'''

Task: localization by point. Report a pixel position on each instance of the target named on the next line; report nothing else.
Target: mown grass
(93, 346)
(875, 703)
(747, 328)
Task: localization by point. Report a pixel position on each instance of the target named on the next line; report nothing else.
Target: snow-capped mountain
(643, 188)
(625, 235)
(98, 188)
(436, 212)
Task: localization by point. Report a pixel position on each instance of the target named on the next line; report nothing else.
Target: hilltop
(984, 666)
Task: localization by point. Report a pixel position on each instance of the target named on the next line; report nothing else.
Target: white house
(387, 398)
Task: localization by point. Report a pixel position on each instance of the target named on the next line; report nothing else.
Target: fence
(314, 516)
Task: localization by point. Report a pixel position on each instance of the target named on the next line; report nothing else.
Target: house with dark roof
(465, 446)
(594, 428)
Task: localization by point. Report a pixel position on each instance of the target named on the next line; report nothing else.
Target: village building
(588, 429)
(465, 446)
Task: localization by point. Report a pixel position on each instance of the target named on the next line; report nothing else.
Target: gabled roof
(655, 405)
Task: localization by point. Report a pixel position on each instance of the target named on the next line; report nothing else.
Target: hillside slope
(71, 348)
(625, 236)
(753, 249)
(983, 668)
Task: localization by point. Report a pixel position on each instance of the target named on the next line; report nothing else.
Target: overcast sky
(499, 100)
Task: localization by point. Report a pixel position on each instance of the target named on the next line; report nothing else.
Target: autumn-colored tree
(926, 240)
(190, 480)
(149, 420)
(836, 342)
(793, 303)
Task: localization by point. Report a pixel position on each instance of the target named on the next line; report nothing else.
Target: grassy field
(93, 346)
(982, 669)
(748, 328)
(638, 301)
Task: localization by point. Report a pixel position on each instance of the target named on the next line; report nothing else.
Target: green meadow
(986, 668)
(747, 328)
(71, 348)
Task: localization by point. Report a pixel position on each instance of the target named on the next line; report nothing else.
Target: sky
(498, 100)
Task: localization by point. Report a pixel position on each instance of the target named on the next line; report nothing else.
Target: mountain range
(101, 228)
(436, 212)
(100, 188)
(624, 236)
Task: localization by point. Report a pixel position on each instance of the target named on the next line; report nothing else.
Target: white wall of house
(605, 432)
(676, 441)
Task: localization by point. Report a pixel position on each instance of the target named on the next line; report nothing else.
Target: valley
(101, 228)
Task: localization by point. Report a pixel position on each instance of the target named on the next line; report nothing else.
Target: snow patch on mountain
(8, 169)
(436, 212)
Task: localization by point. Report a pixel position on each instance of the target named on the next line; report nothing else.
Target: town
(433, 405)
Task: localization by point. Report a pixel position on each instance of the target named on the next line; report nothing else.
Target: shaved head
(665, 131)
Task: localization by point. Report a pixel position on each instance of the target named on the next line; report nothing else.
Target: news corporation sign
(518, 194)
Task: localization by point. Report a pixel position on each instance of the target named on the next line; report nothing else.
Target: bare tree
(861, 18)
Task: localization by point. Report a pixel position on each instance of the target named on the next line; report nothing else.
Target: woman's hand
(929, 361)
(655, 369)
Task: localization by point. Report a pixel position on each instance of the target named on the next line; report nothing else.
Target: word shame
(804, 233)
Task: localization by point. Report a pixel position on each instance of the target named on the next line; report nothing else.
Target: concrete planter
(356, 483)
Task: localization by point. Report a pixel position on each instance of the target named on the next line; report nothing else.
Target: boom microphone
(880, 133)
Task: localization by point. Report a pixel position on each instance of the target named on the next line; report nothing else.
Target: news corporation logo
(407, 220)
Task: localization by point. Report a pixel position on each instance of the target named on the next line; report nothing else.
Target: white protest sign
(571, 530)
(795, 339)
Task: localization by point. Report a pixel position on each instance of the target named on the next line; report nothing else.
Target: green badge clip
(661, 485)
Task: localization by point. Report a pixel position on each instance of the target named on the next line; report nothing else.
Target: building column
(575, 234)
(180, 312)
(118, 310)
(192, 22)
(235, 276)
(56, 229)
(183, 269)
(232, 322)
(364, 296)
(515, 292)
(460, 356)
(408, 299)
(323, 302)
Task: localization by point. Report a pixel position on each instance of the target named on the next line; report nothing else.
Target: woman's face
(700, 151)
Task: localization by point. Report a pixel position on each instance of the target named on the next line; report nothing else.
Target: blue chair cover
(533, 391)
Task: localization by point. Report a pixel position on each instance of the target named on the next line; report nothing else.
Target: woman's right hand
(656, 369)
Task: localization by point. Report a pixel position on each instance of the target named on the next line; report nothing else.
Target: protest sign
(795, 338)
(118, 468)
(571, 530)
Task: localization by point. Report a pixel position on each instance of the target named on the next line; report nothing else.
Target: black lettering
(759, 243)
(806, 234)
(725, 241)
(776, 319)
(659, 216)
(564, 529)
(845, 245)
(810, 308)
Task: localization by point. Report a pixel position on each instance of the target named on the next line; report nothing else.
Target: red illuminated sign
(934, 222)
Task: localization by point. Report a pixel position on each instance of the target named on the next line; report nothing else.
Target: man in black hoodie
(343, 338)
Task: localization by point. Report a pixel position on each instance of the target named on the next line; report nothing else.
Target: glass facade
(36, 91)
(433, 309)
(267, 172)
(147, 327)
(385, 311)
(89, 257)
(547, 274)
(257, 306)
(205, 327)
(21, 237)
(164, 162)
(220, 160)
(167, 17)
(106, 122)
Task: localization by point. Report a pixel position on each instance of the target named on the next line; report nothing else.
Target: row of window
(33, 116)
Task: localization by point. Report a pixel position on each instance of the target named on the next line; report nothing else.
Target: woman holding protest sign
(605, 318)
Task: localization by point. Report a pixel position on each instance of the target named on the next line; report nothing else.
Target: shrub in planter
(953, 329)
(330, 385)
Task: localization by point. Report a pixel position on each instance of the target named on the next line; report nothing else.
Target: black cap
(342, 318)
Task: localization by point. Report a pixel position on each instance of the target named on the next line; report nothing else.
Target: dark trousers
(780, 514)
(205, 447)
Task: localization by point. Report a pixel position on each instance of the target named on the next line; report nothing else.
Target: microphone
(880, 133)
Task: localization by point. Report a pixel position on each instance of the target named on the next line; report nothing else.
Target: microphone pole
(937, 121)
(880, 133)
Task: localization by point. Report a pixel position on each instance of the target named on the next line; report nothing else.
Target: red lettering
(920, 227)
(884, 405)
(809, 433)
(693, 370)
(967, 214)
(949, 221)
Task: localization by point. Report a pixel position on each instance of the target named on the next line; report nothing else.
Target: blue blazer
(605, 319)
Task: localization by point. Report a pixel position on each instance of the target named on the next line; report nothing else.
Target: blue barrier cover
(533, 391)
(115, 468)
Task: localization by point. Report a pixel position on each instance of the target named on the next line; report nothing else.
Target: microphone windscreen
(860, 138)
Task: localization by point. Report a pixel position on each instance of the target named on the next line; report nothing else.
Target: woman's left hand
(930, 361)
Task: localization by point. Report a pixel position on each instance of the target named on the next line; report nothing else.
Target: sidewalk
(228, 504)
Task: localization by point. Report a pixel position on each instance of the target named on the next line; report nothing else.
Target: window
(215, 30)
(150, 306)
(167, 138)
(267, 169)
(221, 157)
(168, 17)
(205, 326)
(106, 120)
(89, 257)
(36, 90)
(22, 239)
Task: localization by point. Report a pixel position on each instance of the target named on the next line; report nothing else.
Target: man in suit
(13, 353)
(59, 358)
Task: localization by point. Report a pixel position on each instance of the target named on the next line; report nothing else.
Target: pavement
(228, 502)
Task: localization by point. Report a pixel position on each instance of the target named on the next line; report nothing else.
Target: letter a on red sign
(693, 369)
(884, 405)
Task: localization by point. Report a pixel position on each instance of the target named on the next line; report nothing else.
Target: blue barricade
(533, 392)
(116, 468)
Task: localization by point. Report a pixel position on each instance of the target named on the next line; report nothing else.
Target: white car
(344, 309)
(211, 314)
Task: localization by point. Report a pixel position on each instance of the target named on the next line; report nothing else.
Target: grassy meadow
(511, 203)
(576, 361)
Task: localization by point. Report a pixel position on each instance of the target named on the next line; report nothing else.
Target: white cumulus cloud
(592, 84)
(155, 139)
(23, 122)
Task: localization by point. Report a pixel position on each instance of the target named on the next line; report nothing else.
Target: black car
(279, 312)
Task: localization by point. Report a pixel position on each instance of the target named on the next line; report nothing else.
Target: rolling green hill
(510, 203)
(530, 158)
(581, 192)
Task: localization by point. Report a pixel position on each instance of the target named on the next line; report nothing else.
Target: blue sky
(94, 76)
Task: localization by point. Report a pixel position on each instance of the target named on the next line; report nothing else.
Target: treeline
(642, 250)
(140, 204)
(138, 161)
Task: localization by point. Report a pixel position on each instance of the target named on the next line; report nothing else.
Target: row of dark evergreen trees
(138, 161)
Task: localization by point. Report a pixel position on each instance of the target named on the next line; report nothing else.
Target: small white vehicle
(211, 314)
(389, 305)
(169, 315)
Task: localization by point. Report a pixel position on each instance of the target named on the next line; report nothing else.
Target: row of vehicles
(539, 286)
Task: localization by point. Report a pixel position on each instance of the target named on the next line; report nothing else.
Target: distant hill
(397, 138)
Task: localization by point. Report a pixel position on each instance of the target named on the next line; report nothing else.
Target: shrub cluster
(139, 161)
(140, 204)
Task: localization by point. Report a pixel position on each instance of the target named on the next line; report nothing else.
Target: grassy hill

'''

Action item: Having found the line with "Target: rolling green hill", transcribe it and each line after it to the end of the entries, with no other lines.

Result of the task:
Target: rolling green hill
(510, 203)
(530, 158)
(581, 192)
Task: localization by point. Report a pixel position on each instance of the target named on the next line; report nothing else.
Target: blue sky
(94, 76)
Task: localization by point. Report a pixel position on each instance of the target named on the next line; report nothing else.
Target: treeline
(642, 250)
(140, 204)
(138, 161)
Task: localization by point. Report a pixel position on each instance of the target named on the next line; report nothing else.
Target: row of dark evergreen trees
(138, 161)
Task: localization by point. Report a pixel position on each instance of the target named on the next line; report nothing else.
Target: small white vehicle
(211, 314)
(389, 305)
(169, 315)
Task: localization by point. Report a pixel position on each instance of the target named on the next line; report nothing else.
Target: row of vehicles
(539, 286)
Task: localization by point. Report a pixel position on each instance of the target named on the next line; report nothing else.
Target: distant hill
(397, 138)
Task: localization by point. Report a pixel position on each instance of the target named on the next line; report nothing else.
Target: shrub cluster
(139, 161)
(140, 204)
Task: localization by point. Report a pixel position on each instance of the target named on the next line; report nothing else.
Target: grassy hill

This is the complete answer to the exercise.